THE INPUT:
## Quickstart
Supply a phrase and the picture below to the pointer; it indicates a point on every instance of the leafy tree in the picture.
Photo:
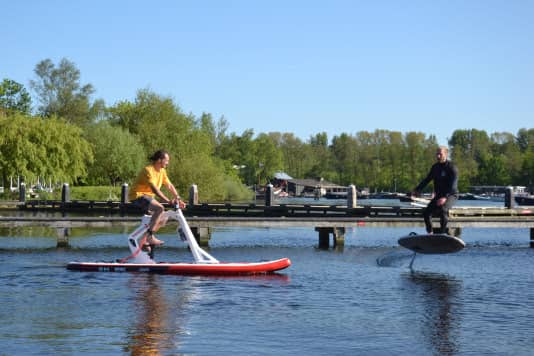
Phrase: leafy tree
(158, 123)
(321, 158)
(345, 158)
(33, 147)
(14, 97)
(118, 156)
(61, 94)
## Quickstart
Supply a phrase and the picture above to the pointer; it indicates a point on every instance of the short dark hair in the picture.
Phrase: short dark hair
(159, 154)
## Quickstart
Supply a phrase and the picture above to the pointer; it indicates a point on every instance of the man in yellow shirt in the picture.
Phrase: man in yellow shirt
(147, 187)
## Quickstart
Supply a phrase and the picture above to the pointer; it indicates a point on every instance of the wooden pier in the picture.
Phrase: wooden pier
(327, 220)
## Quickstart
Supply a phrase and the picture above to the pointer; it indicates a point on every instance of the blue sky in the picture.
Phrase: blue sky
(294, 66)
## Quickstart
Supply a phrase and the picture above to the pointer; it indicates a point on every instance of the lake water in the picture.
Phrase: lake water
(362, 299)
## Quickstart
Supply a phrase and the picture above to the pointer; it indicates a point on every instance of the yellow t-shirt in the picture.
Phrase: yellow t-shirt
(148, 175)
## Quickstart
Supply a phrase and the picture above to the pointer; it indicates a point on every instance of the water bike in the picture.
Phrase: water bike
(142, 259)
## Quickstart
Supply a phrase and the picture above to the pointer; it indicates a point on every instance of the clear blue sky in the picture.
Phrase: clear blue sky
(294, 66)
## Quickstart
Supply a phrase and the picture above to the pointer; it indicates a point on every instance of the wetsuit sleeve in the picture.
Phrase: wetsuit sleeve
(454, 180)
(425, 181)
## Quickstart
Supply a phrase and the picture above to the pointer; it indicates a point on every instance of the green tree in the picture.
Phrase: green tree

ABOUT THIS EXERCISE: The lines wanted are those from the one holding "sleeve in the picture." through the final line of the listing; print them exactly.

TASK RESULT:
Supply a phrase and the picture above to the pointer; it indicates a point on every instance of the wetsuit sleeve in the picture.
Phrase: wetsuit sleeve
(454, 180)
(425, 181)
## Quickstart
Supply a phrase and the picture above to the pointer; it indicates a point on every instance of the green tree in the picture.
Phrase: green tree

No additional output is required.